WRITTEN PROBLEM
Can you find every line below that contains the word "white" and copy each of those lines in full?

THE DATA
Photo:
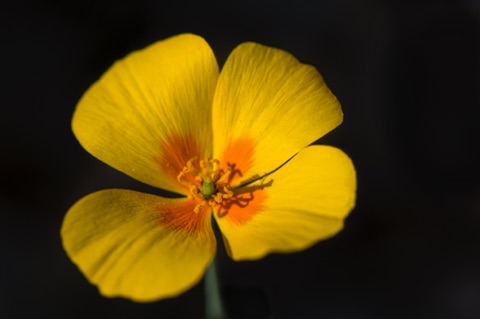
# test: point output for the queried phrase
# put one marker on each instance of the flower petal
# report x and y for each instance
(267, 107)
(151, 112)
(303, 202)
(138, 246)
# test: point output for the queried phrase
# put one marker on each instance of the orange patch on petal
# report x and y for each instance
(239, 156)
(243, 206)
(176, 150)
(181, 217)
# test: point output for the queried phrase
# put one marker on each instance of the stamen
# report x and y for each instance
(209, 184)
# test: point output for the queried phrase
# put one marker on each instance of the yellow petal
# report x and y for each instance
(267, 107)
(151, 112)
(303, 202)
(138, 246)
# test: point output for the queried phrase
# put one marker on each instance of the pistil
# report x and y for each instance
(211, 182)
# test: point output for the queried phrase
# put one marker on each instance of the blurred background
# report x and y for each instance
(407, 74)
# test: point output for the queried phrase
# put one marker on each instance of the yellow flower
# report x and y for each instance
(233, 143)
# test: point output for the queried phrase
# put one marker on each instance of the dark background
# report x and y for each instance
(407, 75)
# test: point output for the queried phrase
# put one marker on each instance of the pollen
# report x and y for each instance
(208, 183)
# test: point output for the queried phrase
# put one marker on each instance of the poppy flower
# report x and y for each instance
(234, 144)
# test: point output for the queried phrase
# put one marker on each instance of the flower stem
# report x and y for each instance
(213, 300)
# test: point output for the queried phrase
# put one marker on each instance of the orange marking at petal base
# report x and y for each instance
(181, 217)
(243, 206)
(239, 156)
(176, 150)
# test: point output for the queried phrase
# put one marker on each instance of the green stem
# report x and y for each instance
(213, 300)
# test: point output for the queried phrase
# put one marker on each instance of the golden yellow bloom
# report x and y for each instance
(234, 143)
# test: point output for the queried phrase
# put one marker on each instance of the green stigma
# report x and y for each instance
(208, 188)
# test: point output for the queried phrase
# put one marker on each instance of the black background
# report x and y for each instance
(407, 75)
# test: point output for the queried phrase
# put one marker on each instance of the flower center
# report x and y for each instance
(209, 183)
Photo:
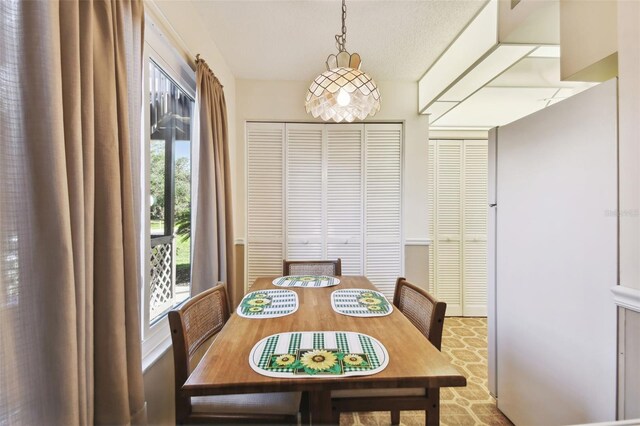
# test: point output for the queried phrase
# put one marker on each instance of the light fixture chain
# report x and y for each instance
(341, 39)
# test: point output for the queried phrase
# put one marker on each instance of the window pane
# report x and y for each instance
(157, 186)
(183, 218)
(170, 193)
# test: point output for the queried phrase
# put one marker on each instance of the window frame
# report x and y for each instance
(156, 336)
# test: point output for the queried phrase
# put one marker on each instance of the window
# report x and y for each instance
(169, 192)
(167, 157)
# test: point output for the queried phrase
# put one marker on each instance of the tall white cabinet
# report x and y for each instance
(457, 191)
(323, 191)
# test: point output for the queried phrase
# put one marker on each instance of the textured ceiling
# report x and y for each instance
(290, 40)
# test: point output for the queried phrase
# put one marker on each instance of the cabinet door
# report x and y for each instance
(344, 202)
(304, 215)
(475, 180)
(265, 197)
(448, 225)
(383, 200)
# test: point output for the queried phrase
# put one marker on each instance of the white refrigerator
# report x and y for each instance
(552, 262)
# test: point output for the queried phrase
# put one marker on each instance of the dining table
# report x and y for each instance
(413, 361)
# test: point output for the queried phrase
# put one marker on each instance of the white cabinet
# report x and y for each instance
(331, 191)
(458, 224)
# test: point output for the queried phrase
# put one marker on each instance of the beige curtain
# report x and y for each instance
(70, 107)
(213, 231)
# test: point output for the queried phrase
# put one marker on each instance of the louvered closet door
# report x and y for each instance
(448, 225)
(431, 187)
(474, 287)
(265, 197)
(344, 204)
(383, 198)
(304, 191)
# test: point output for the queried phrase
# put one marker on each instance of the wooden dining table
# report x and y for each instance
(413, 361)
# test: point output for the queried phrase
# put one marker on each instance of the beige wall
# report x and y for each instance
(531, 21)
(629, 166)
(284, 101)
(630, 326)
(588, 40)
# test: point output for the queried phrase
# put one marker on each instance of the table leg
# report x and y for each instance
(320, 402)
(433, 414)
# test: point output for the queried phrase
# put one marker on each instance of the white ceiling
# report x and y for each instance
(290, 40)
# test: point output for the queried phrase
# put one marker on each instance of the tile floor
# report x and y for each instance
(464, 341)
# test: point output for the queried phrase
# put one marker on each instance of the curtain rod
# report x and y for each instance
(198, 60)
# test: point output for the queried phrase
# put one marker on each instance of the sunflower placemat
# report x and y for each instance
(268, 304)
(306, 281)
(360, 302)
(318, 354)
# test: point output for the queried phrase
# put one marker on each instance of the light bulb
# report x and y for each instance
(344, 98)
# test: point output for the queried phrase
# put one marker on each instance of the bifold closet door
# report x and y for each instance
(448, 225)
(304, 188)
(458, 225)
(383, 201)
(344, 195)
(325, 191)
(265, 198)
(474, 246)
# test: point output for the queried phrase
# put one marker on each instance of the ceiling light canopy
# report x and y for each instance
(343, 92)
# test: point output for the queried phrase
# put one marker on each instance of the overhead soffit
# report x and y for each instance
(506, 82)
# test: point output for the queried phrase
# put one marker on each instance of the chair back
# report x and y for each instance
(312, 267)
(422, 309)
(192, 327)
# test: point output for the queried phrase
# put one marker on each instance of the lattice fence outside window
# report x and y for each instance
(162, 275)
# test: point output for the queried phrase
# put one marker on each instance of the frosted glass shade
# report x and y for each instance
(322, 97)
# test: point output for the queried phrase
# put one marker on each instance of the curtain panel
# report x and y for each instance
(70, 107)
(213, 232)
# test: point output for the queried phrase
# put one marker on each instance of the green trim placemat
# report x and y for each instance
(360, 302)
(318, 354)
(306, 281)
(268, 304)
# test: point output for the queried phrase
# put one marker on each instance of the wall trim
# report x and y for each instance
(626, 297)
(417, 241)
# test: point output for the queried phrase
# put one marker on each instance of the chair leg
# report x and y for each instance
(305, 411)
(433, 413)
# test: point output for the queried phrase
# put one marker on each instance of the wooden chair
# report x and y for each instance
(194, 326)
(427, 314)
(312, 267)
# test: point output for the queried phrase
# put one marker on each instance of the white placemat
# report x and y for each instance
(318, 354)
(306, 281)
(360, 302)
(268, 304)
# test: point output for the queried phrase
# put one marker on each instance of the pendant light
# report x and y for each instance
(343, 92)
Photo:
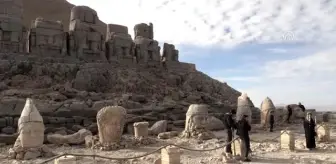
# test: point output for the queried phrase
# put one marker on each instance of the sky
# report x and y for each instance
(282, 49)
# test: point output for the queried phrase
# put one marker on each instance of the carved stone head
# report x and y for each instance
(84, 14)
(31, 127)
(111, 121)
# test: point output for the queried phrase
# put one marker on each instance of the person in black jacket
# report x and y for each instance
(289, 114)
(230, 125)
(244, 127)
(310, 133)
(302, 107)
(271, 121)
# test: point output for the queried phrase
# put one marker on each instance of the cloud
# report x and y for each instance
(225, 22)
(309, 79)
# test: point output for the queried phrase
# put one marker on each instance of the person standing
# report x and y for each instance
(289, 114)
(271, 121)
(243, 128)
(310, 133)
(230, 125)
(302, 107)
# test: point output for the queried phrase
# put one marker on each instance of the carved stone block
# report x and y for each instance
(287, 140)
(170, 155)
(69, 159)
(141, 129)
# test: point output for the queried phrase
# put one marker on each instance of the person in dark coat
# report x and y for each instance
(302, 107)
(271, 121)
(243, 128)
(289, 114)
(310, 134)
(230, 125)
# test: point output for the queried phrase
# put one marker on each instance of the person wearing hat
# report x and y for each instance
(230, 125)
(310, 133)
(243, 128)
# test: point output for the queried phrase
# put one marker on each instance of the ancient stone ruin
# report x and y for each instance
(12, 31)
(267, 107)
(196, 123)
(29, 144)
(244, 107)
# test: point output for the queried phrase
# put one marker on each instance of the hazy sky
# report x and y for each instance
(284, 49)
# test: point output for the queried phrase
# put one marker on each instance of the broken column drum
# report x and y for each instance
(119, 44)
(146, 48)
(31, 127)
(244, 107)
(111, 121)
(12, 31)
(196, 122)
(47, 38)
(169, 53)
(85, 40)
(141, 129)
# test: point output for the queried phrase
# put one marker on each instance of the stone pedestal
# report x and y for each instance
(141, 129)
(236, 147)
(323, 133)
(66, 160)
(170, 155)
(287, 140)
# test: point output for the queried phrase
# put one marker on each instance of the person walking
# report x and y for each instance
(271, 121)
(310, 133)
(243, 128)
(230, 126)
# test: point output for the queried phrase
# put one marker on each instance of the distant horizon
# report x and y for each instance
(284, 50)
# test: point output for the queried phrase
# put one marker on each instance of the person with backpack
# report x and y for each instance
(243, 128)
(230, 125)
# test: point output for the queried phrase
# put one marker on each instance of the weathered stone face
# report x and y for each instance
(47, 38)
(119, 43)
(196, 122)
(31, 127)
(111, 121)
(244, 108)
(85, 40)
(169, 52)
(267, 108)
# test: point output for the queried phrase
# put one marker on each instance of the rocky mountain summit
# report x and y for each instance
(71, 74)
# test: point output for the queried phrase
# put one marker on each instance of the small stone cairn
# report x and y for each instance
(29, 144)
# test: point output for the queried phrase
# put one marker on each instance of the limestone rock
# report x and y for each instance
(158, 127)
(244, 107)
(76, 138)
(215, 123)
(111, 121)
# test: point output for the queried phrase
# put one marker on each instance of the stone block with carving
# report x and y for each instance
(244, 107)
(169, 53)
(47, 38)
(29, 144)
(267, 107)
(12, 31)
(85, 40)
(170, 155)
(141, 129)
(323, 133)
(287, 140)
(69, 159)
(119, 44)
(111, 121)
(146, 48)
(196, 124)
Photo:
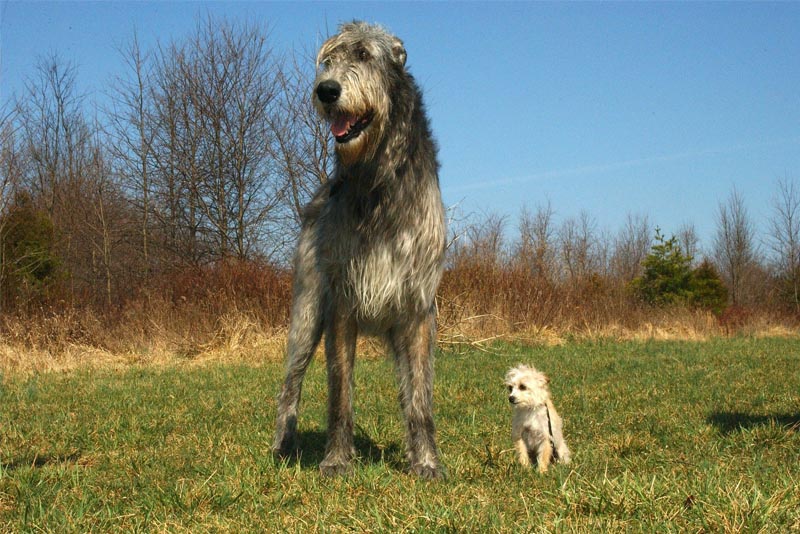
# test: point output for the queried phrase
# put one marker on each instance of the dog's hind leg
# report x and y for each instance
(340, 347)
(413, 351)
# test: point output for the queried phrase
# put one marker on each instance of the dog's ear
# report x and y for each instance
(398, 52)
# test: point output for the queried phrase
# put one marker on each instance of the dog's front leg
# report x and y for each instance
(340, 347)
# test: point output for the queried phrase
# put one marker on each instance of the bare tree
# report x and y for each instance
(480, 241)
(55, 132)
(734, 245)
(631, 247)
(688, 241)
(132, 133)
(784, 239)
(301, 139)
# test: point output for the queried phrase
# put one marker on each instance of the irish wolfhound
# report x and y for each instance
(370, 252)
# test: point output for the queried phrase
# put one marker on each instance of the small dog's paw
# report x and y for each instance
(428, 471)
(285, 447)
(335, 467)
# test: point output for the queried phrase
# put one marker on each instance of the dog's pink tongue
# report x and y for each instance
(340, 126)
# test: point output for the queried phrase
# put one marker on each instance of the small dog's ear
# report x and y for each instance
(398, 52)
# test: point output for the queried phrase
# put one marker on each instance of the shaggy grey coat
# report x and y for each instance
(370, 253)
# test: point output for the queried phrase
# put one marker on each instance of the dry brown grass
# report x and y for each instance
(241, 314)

RESULT OF THE EXERCISE
# put one marker on each instance of the tall white cabinet
# put one marker on each instance of the white refrigerator
# put one marker on each instance of the white cabinet
# put one marker on each instance of the white ceiling
# put one marker on each instance of the white placemat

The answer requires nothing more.